──────── Given text ────────

Easy Tips to Travel Eco-Friendly


Published on August 20, 2020

As nations wait for a vaccine to stop Covid-19 from spreading, our planet shows positive signs due to the measures taken against the virus. By slowing down human activities, researchers manage to point out the indirect positive effects on the environment such as the improvement in air quality, clean beaches and environmental noise reduction. On the other hand, these contingency measures also have negative aspects such as the reduction in recycling and the increase in waste, further endangering the contamination of our oceans and land.

Global economic activity is eventually going to return to normal, so what can we do to help reduce our carbon print when we travel? Here is a brief list of tips for travellers, very easy to apply, giving you the opportunity to compensate your carbon footprint, and support your planet.

 

1. Say no to plastic bags or plastic-bottled drinks
You are living an amazing experience that will hopefully give you great memories to cherish for decades to come. A few hundreds of years seem too much though, so do not accept plastic bags that will use this much time to biodegrade. Take a re-useable shopping bag when you go to local markets. Some of you may already have one on them at all times at home. Why not continue this useful habit abroad?

────────

● Aim of the exercise
Update the stretch of the eco-friendly travel tips from "Easy Tips to" through "support your planet." by changing "travellers" to "tourists", and give the revised stretch in full.

──────── Supplied records ────────

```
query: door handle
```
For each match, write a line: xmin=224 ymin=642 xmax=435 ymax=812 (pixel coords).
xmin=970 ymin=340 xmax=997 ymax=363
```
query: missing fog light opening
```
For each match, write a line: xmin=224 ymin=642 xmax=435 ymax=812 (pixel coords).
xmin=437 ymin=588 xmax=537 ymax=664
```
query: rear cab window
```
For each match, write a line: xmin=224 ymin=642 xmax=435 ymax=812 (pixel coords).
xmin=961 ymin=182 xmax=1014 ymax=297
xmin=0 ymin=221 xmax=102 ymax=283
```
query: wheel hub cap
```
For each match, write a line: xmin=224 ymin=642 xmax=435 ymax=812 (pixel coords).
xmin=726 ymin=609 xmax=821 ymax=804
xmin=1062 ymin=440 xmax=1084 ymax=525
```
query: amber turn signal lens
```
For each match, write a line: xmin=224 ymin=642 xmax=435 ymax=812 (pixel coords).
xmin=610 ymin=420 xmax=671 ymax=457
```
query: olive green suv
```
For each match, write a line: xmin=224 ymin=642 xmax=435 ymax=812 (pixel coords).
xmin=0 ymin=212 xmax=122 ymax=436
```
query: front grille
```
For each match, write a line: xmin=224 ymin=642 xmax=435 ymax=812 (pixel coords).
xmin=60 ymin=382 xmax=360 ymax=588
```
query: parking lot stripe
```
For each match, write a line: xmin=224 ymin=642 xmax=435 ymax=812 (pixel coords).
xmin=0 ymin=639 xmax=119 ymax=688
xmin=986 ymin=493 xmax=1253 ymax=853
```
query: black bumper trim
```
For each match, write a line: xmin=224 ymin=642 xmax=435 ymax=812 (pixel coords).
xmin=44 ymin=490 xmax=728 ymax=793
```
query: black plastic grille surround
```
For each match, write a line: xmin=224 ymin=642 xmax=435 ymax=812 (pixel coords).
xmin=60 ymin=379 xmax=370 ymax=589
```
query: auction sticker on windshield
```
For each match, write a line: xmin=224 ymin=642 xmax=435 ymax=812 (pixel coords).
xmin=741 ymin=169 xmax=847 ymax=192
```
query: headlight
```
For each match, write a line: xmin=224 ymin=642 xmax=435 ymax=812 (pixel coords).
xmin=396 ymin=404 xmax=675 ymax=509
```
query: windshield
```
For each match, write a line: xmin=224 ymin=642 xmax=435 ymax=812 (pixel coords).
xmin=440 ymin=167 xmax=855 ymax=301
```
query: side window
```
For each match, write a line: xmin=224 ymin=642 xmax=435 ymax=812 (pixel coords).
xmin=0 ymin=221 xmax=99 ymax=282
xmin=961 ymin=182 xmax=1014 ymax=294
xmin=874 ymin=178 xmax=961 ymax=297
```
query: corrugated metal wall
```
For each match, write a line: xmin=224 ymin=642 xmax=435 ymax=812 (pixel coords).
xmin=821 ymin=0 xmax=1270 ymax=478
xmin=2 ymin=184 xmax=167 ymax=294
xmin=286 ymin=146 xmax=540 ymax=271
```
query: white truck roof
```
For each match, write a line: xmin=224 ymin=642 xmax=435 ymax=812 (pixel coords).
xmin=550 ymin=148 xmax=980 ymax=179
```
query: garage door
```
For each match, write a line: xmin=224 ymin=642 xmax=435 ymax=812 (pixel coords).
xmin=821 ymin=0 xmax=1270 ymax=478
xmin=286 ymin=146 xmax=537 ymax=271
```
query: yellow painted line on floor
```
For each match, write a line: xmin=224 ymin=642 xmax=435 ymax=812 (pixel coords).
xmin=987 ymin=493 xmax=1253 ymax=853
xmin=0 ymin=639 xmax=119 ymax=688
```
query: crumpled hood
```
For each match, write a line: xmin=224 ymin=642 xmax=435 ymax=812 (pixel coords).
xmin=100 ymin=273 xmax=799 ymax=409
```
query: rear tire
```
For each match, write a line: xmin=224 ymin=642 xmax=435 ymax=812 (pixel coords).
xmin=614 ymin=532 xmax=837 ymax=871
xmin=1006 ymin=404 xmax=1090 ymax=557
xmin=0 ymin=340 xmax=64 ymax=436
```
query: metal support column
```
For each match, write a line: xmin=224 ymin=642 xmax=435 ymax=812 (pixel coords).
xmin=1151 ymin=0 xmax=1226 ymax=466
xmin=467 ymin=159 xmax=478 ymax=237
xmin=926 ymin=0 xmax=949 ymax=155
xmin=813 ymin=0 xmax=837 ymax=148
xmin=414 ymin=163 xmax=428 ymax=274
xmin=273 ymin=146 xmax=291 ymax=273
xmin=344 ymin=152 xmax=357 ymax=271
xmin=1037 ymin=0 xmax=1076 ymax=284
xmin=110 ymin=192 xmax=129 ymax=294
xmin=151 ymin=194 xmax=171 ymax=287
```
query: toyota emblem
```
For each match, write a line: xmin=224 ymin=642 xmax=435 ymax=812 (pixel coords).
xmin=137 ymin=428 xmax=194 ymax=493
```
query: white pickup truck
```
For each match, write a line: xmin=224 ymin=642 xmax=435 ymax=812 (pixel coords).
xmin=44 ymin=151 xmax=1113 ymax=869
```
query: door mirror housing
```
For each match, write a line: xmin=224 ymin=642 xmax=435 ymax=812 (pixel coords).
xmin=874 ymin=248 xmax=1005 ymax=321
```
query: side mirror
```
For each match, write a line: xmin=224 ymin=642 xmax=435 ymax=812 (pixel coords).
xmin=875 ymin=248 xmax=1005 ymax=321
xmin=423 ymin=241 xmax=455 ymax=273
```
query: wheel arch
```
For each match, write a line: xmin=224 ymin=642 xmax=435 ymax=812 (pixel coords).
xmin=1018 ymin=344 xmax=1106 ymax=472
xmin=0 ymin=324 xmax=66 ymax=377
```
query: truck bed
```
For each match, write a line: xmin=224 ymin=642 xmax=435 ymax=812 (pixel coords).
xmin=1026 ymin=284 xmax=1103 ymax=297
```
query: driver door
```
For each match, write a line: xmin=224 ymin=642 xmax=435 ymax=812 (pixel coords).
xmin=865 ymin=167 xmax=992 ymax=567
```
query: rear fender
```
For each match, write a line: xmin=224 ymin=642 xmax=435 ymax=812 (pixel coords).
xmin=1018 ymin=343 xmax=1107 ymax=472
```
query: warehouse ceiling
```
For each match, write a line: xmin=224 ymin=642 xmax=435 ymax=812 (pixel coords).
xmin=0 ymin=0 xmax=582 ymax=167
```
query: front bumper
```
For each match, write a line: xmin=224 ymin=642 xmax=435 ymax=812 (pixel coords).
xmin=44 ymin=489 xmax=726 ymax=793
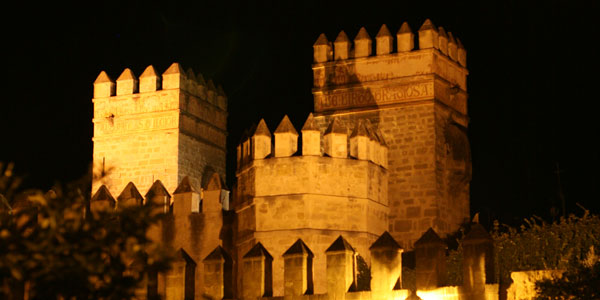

────────

● Answer section
Easy Tips to Travel Eco-Friendly


Published on August 20, 2020

As nations wait for a vaccine to stop Covid-19 from spreading, our planet shows positive signs due to the measures taken against the virus. By slowing down human activities, researchers manage to point out the indirect positive effects on the environment such as the improvement in air quality, clean beaches and environmental noise reduction. On the other hand, these contingency measures also have negative aspects such as the reduction in recycling and the increase in waste, further endangering the contamination of our oceans and land.

Global economic activity is eventually going to return to normal, so what can we do to help reduce our carbon print when we travel? Here is a brief list of tips for tourists, very easy to apply, giving you the opportunity to compensate your carbon footprint, and support your planet.